TASK ITEM
Print every record word for word.

Stored entries:
BEGIN

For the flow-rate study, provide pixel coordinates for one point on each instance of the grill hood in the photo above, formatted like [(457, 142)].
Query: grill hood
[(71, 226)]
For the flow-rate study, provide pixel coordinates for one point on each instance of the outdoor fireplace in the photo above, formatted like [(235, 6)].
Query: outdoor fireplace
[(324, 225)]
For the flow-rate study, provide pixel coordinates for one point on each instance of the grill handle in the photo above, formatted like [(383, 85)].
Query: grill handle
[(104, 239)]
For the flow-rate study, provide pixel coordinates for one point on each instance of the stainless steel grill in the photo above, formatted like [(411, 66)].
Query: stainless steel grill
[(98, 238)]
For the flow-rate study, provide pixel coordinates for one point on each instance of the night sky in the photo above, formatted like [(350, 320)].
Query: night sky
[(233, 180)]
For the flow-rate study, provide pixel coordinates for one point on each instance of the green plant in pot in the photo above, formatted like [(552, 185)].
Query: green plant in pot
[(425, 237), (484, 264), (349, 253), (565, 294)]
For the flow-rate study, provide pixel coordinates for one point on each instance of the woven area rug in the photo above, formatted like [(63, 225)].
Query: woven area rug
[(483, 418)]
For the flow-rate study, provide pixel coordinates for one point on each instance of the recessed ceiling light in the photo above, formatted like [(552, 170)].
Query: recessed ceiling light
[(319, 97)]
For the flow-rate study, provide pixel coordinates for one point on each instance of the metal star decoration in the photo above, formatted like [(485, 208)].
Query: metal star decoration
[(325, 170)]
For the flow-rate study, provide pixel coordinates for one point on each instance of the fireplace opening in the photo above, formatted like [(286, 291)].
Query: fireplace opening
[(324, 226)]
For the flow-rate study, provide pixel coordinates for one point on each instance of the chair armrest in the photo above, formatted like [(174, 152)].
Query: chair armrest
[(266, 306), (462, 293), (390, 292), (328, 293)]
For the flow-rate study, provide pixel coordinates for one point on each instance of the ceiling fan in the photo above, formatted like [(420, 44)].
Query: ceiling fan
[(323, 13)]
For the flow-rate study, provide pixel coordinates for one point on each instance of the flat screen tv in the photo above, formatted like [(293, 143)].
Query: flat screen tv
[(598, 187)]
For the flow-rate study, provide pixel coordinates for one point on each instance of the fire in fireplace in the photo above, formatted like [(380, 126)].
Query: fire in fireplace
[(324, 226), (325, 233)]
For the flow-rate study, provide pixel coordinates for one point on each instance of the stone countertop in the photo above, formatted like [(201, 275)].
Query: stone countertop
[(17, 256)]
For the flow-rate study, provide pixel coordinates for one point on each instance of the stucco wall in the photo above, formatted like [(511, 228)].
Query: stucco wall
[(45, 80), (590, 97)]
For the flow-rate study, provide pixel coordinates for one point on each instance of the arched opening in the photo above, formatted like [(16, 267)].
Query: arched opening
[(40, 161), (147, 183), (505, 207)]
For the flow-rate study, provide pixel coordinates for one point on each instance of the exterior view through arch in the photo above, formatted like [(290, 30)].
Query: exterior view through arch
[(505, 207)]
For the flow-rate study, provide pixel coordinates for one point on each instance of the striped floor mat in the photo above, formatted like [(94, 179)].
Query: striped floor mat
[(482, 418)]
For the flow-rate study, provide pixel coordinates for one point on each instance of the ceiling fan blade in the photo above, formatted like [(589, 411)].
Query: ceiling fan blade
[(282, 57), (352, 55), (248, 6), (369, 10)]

END

YOUR RESPONSE
For the flow-rate study, provide pixel coordinates for one point on each instance of the grill hood in the photo above, formatted like [(457, 142)].
Query: grill hood
[(71, 226)]
For the flow-rate study, provide pixel coordinates for one point on each instance of the outdoor fireplace in the photo above, formatted like [(235, 6)].
Query: outdoor fireplace
[(324, 225)]
For the flow-rate study, provide pixel coordinates for one point on each instance of the grill handle in the photo above, formatted like [(383, 85)].
Query: grill handle
[(104, 239)]
For the flow-rate study, provide pixel coordinates for one point on each instance of the stainless steel grill in the photo above, formatted like [(411, 66)].
Query: stainless steel grill
[(98, 238)]
For the flow-rate study, provide pixel coordinates for one point on each instance of the night sky in the photo above, formatted like [(350, 320)].
Query: night sky
[(233, 180)]
For the flow-rate study, provide pixel coordinates for one point on each instance of the green plant in pot in the photo above, formatted like [(552, 185)].
Query: green plant in pot
[(425, 237), (484, 264), (349, 253), (565, 294)]
For the flow-rate study, provide pixel coordinates for one point on each instance of the woven area rug in the photo above, formatted like [(63, 225)].
Query: woven area rug
[(483, 418)]
For the flow-rate study, provide pixel coordinates for one point on each instance of the recessed ceiling light in the photo above, formatted like [(552, 170)].
Query: recessed ceiling light
[(319, 97)]
For the flow-rate study, provide pixel coordinates for one point on each instance of the metal star decoration in the photo above, formatted like [(485, 208)].
Query: metal star decoration
[(325, 170)]
For the flow-rate study, provide pixel coordinates for one point on each instance of the fireplace opening in the photo above, formatted like [(286, 291)].
Query: fireplace opening
[(324, 226)]
For the flow-rate study, provide pixel coordinates for one point on each instance of the chair armrest in the photo above, formatted like [(174, 152)].
Query: chair armrest
[(266, 306), (462, 293), (390, 292), (328, 293)]
For the flow-rate study, provide pixel coordinates for one point on each instance of the ceiling fan in the photo above, formatted like [(420, 44)].
Query: ceiling fan
[(323, 13)]
For the flow-rate study, provide pixel coordinates for one point on each instance of the flat screen tv in the photo above, formatted like [(293, 143)].
Query: flat screen tv
[(598, 187)]
For the flow-rate study, provide pixel coordinates for one point on each instance of the fire in fireplace in the photo above, formatted like [(380, 126)].
Query: fire in fireplace
[(324, 226), (325, 233)]
For the flow-rate study, provide pixel coordinates for one point on each instance of the stone countertop in the photo above, formatted like [(201, 275)].
Query: stone countertop
[(17, 256)]
For the flow-rate study, provide pixel coordinates for one point on each instance of the stucco wall in the photo above, formatted like [(511, 228)].
Query: stucco wall
[(45, 80), (590, 97)]
For the flow-rate study, provide pixel coordinates for one point on each instance of the arched opening in the photo above, formatted like [(16, 267)].
Query: arched opening
[(40, 161), (147, 183), (505, 207)]
For the flow-rate study, provide pixel coordinates for one point on each instance of the exterior view through arch in the photo above, formatted like [(290, 30)].
Query: exterior view through arch
[(505, 207)]
For the flow-rate study, provide pixel coordinates for one point on each instance of the striped floor mat in the photo above, formatted like [(94, 179)].
Query: striped floor mat
[(482, 418)]
For the flow-rate study, provide pixel coordinates for one point on each instance of the ceiling fan blade in the photo above, formatted like [(589, 411)].
Query: ceiling fan blade
[(282, 57), (352, 55), (248, 6), (369, 10)]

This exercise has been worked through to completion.